• _Box-labeled dataset extracts_:
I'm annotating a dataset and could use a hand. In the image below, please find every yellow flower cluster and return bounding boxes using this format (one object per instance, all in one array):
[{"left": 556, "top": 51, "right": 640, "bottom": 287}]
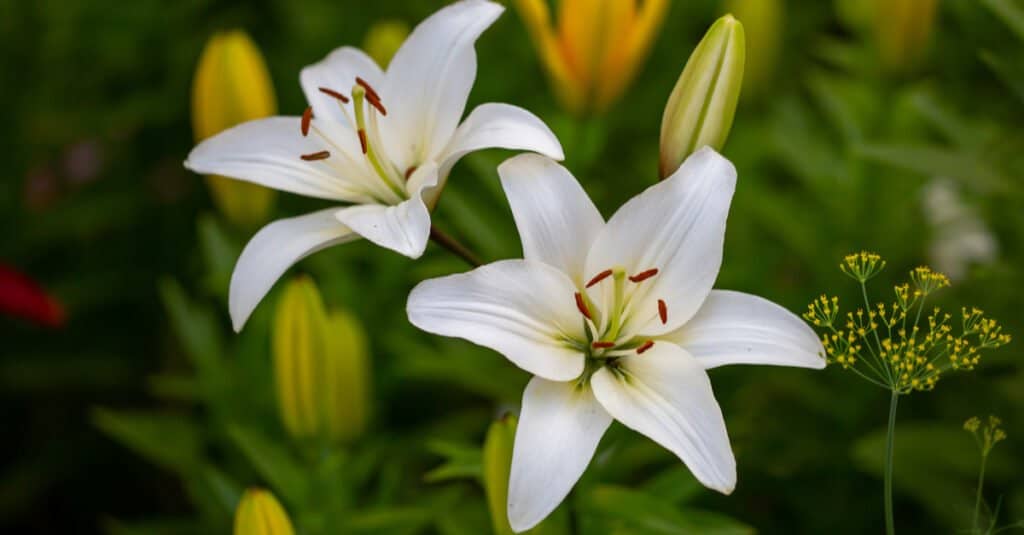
[{"left": 804, "top": 252, "right": 1011, "bottom": 394}]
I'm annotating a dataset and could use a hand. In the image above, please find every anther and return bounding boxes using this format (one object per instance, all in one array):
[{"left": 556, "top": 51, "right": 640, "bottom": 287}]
[
  {"left": 299, "top": 151, "right": 331, "bottom": 162},
  {"left": 302, "top": 106, "right": 313, "bottom": 137},
  {"left": 630, "top": 268, "right": 657, "bottom": 283},
  {"left": 358, "top": 128, "right": 367, "bottom": 154},
  {"left": 587, "top": 270, "right": 611, "bottom": 288},
  {"left": 317, "top": 87, "right": 348, "bottom": 104},
  {"left": 575, "top": 292, "right": 594, "bottom": 320}
]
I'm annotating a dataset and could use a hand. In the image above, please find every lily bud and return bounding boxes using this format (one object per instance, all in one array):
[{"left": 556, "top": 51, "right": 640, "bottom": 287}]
[
  {"left": 659, "top": 14, "right": 745, "bottom": 178},
  {"left": 483, "top": 415, "right": 517, "bottom": 535},
  {"left": 362, "top": 20, "right": 409, "bottom": 69},
  {"left": 273, "top": 277, "right": 370, "bottom": 443},
  {"left": 874, "top": 0, "right": 936, "bottom": 71},
  {"left": 234, "top": 489, "right": 295, "bottom": 535},
  {"left": 191, "top": 30, "right": 278, "bottom": 228},
  {"left": 725, "top": 0, "right": 783, "bottom": 97}
]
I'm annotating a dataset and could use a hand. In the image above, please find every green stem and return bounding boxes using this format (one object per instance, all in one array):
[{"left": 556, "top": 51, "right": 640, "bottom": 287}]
[
  {"left": 430, "top": 225, "right": 483, "bottom": 268},
  {"left": 971, "top": 455, "right": 988, "bottom": 533},
  {"left": 885, "top": 390, "right": 899, "bottom": 535}
]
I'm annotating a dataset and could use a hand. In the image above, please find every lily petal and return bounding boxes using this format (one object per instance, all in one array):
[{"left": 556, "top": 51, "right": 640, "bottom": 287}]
[
  {"left": 498, "top": 154, "right": 604, "bottom": 287},
  {"left": 587, "top": 148, "right": 736, "bottom": 336},
  {"left": 185, "top": 117, "right": 362, "bottom": 202},
  {"left": 335, "top": 163, "right": 437, "bottom": 258},
  {"left": 380, "top": 0, "right": 505, "bottom": 169},
  {"left": 666, "top": 290, "right": 825, "bottom": 370},
  {"left": 407, "top": 260, "right": 584, "bottom": 381},
  {"left": 591, "top": 341, "right": 736, "bottom": 494},
  {"left": 299, "top": 46, "right": 384, "bottom": 127},
  {"left": 227, "top": 208, "right": 358, "bottom": 331},
  {"left": 441, "top": 102, "right": 565, "bottom": 176},
  {"left": 508, "top": 377, "right": 611, "bottom": 532}
]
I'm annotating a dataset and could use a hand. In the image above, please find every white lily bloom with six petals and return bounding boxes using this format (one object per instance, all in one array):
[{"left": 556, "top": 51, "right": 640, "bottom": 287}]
[
  {"left": 185, "top": 0, "right": 563, "bottom": 330},
  {"left": 408, "top": 148, "right": 825, "bottom": 531}
]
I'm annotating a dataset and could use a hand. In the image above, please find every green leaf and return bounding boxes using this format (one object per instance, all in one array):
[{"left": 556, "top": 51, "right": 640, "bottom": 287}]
[{"left": 91, "top": 408, "right": 203, "bottom": 474}]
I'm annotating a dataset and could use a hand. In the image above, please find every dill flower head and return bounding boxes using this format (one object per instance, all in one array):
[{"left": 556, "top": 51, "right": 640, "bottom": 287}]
[{"left": 804, "top": 252, "right": 1011, "bottom": 391}]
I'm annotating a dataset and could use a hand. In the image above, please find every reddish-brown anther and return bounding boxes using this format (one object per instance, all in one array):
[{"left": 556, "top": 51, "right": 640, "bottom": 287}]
[
  {"left": 630, "top": 268, "right": 657, "bottom": 282},
  {"left": 575, "top": 292, "right": 594, "bottom": 320},
  {"left": 302, "top": 106, "right": 313, "bottom": 137},
  {"left": 317, "top": 87, "right": 348, "bottom": 104},
  {"left": 587, "top": 270, "right": 611, "bottom": 288},
  {"left": 299, "top": 151, "right": 331, "bottom": 162}
]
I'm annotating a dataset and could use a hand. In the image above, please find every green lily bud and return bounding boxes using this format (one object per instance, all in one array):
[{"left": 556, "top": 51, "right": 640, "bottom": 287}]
[
  {"left": 234, "top": 489, "right": 295, "bottom": 535},
  {"left": 191, "top": 30, "right": 278, "bottom": 228},
  {"left": 483, "top": 416, "right": 518, "bottom": 535},
  {"left": 725, "top": 0, "right": 783, "bottom": 97},
  {"left": 273, "top": 277, "right": 370, "bottom": 443},
  {"left": 362, "top": 20, "right": 409, "bottom": 69},
  {"left": 659, "top": 14, "right": 745, "bottom": 178}
]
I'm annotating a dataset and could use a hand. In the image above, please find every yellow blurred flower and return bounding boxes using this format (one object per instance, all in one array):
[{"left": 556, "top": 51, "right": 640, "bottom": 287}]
[
  {"left": 234, "top": 489, "right": 295, "bottom": 535},
  {"left": 515, "top": 0, "right": 669, "bottom": 114},
  {"left": 273, "top": 276, "right": 370, "bottom": 443},
  {"left": 191, "top": 30, "right": 278, "bottom": 228}
]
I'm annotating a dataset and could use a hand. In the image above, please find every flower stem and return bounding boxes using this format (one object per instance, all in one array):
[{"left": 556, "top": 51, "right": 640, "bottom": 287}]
[
  {"left": 430, "top": 225, "right": 482, "bottom": 268},
  {"left": 971, "top": 453, "right": 988, "bottom": 533},
  {"left": 885, "top": 390, "right": 899, "bottom": 535}
]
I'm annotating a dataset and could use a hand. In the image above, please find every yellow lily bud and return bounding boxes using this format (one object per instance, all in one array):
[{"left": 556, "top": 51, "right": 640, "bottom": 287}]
[
  {"left": 234, "top": 489, "right": 295, "bottom": 535},
  {"left": 515, "top": 0, "right": 669, "bottom": 114},
  {"left": 362, "top": 20, "right": 410, "bottom": 69},
  {"left": 273, "top": 277, "right": 370, "bottom": 443},
  {"left": 659, "top": 14, "right": 745, "bottom": 178},
  {"left": 725, "top": 0, "right": 783, "bottom": 96},
  {"left": 874, "top": 0, "right": 936, "bottom": 71},
  {"left": 191, "top": 30, "right": 278, "bottom": 228}
]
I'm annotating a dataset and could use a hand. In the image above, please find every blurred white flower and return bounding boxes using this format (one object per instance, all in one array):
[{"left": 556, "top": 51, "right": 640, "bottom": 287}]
[
  {"left": 408, "top": 148, "right": 825, "bottom": 531},
  {"left": 185, "top": 0, "right": 563, "bottom": 330},
  {"left": 923, "top": 177, "right": 999, "bottom": 280}
]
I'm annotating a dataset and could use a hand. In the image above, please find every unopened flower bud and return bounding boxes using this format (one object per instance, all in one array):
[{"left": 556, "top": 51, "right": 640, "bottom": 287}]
[{"left": 659, "top": 14, "right": 745, "bottom": 178}]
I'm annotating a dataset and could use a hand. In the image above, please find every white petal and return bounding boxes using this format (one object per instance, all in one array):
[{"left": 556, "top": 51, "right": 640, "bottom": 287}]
[
  {"left": 185, "top": 117, "right": 370, "bottom": 201},
  {"left": 587, "top": 148, "right": 736, "bottom": 336},
  {"left": 379, "top": 0, "right": 505, "bottom": 169},
  {"left": 407, "top": 260, "right": 584, "bottom": 381},
  {"left": 227, "top": 208, "right": 358, "bottom": 331},
  {"left": 441, "top": 102, "right": 565, "bottom": 175},
  {"left": 591, "top": 341, "right": 736, "bottom": 494},
  {"left": 299, "top": 46, "right": 384, "bottom": 130},
  {"left": 335, "top": 163, "right": 437, "bottom": 258},
  {"left": 666, "top": 290, "right": 825, "bottom": 369},
  {"left": 498, "top": 154, "right": 604, "bottom": 286},
  {"left": 508, "top": 377, "right": 611, "bottom": 532}
]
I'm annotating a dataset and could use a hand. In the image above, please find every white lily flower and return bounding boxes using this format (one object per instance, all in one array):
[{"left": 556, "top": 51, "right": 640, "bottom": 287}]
[
  {"left": 185, "top": 0, "right": 563, "bottom": 330},
  {"left": 408, "top": 148, "right": 825, "bottom": 531}
]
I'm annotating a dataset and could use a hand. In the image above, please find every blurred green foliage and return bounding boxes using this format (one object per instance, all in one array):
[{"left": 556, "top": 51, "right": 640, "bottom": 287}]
[{"left": 0, "top": 0, "right": 1024, "bottom": 534}]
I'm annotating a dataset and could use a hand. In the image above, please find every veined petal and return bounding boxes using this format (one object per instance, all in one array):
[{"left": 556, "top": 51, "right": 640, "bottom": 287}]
[
  {"left": 508, "top": 377, "right": 611, "bottom": 532},
  {"left": 299, "top": 46, "right": 384, "bottom": 127},
  {"left": 380, "top": 0, "right": 505, "bottom": 169},
  {"left": 498, "top": 154, "right": 604, "bottom": 287},
  {"left": 441, "top": 102, "right": 565, "bottom": 176},
  {"left": 591, "top": 341, "right": 736, "bottom": 494},
  {"left": 185, "top": 117, "right": 360, "bottom": 201},
  {"left": 665, "top": 290, "right": 825, "bottom": 370},
  {"left": 587, "top": 148, "right": 736, "bottom": 336},
  {"left": 407, "top": 260, "right": 584, "bottom": 381},
  {"left": 227, "top": 208, "right": 358, "bottom": 331},
  {"left": 335, "top": 159, "right": 437, "bottom": 258}
]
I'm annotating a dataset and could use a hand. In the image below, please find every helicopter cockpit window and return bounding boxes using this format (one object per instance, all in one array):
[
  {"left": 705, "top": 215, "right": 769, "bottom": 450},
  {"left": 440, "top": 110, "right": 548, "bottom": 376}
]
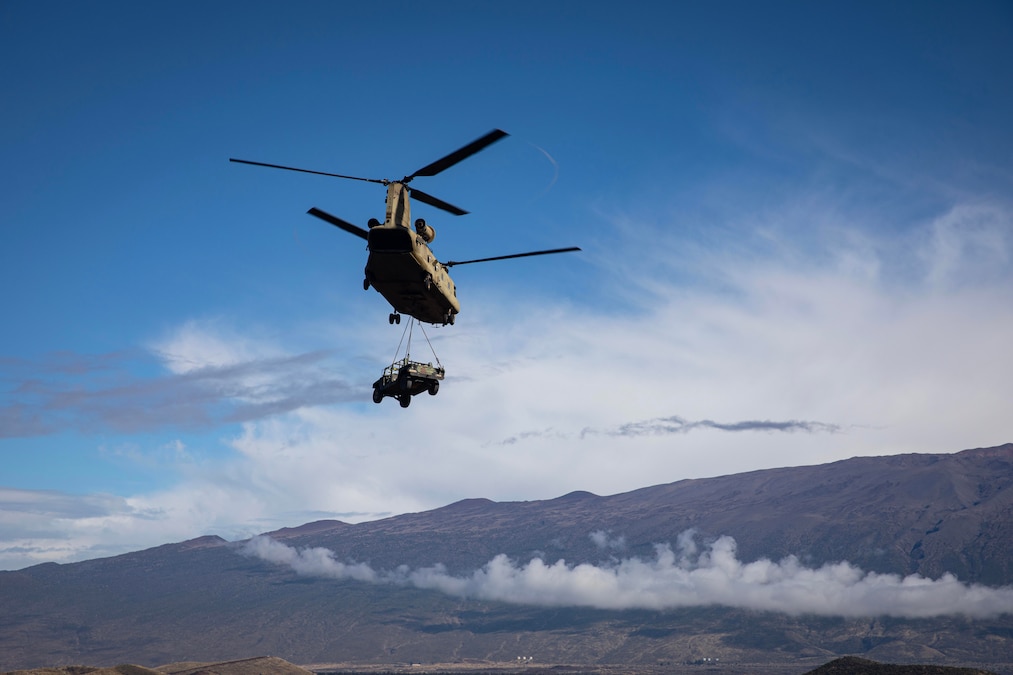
[{"left": 369, "top": 228, "right": 411, "bottom": 253}]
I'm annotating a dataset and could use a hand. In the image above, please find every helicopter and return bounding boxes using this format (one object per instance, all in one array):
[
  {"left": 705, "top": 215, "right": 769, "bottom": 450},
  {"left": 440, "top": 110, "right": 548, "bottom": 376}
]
[{"left": 229, "top": 129, "right": 580, "bottom": 325}]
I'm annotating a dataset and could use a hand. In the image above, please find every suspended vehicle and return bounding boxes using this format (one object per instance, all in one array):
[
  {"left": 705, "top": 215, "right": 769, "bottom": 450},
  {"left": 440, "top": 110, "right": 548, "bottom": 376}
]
[
  {"left": 229, "top": 129, "right": 580, "bottom": 325},
  {"left": 373, "top": 319, "right": 447, "bottom": 407}
]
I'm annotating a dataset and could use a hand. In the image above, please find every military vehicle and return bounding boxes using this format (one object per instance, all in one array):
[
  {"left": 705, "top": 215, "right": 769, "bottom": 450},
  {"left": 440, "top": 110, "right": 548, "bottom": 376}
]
[
  {"left": 373, "top": 356, "right": 445, "bottom": 407},
  {"left": 229, "top": 129, "right": 580, "bottom": 325}
]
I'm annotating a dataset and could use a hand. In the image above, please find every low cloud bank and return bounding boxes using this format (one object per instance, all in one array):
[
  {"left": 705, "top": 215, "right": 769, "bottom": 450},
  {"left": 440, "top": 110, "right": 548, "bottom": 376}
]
[{"left": 242, "top": 531, "right": 1013, "bottom": 618}]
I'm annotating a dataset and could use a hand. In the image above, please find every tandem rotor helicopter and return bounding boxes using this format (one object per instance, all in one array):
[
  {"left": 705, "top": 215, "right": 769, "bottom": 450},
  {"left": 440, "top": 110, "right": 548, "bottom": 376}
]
[{"left": 229, "top": 129, "right": 580, "bottom": 325}]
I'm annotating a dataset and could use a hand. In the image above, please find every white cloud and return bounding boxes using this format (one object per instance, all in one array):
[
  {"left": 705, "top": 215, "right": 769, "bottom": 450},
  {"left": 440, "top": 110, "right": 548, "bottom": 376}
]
[
  {"left": 241, "top": 531, "right": 1013, "bottom": 618},
  {"left": 0, "top": 198, "right": 1013, "bottom": 567}
]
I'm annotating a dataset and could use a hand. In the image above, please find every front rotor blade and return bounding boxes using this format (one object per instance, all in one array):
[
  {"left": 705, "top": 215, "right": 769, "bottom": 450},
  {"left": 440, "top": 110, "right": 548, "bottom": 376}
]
[
  {"left": 408, "top": 188, "right": 468, "bottom": 216},
  {"left": 403, "top": 129, "right": 510, "bottom": 178},
  {"left": 444, "top": 246, "right": 580, "bottom": 268},
  {"left": 306, "top": 207, "right": 369, "bottom": 239},
  {"left": 229, "top": 157, "right": 386, "bottom": 184}
]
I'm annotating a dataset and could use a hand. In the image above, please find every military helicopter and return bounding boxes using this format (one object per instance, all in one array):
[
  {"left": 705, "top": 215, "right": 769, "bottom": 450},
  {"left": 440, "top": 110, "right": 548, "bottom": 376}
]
[{"left": 229, "top": 129, "right": 580, "bottom": 325}]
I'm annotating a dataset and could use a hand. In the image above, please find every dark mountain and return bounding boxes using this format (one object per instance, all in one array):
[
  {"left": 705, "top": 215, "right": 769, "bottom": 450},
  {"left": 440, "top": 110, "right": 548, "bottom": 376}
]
[{"left": 0, "top": 444, "right": 1013, "bottom": 673}]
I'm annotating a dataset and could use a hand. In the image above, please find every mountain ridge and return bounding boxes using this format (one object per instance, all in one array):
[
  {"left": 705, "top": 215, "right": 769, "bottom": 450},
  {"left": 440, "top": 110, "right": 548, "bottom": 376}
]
[{"left": 0, "top": 444, "right": 1013, "bottom": 673}]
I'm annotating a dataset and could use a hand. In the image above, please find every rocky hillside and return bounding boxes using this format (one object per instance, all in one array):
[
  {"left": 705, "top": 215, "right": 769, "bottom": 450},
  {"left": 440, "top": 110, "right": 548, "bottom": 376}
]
[{"left": 0, "top": 444, "right": 1013, "bottom": 675}]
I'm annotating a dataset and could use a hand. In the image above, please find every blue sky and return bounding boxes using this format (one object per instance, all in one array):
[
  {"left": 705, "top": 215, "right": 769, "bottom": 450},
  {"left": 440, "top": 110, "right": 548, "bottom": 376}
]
[{"left": 0, "top": 1, "right": 1013, "bottom": 569}]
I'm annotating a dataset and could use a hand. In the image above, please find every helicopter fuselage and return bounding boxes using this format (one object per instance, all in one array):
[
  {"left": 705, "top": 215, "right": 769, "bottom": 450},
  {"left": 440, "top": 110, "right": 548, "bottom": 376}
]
[{"left": 364, "top": 182, "right": 461, "bottom": 324}]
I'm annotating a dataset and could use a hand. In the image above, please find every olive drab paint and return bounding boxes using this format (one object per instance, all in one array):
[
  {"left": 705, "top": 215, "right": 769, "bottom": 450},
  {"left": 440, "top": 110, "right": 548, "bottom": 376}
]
[{"left": 229, "top": 129, "right": 580, "bottom": 325}]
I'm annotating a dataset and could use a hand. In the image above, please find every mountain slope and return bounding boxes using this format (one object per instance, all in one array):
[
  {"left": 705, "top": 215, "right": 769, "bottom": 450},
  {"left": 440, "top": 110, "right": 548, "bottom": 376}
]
[{"left": 0, "top": 444, "right": 1013, "bottom": 673}]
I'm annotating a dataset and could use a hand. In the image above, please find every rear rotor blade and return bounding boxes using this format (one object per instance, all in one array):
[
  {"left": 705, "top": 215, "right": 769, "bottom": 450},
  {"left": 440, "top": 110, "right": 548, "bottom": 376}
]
[
  {"left": 306, "top": 207, "right": 369, "bottom": 239},
  {"left": 408, "top": 188, "right": 468, "bottom": 216},
  {"left": 444, "top": 246, "right": 580, "bottom": 268},
  {"left": 229, "top": 157, "right": 387, "bottom": 184},
  {"left": 402, "top": 129, "right": 510, "bottom": 178}
]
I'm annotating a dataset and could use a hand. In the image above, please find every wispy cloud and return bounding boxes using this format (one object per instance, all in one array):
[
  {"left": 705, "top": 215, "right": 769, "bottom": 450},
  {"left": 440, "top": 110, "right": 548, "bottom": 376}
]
[
  {"left": 240, "top": 531, "right": 1013, "bottom": 618},
  {"left": 0, "top": 342, "right": 359, "bottom": 438},
  {"left": 488, "top": 415, "right": 843, "bottom": 445}
]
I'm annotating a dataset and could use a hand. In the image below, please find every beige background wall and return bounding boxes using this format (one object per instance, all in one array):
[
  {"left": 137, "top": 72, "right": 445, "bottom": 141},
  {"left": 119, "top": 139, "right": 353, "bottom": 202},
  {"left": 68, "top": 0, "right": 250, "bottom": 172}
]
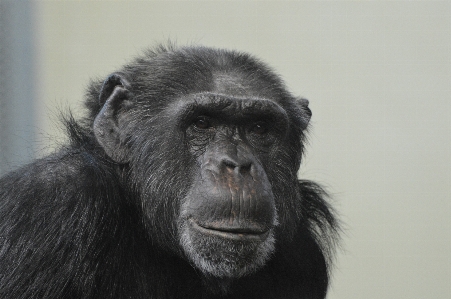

• _TASK DESCRIPTION_: Count the lines in the items above that contain the string "rotor". Reply with the number only.

• _SOLUTION FOR THIS PROBLEM_: 3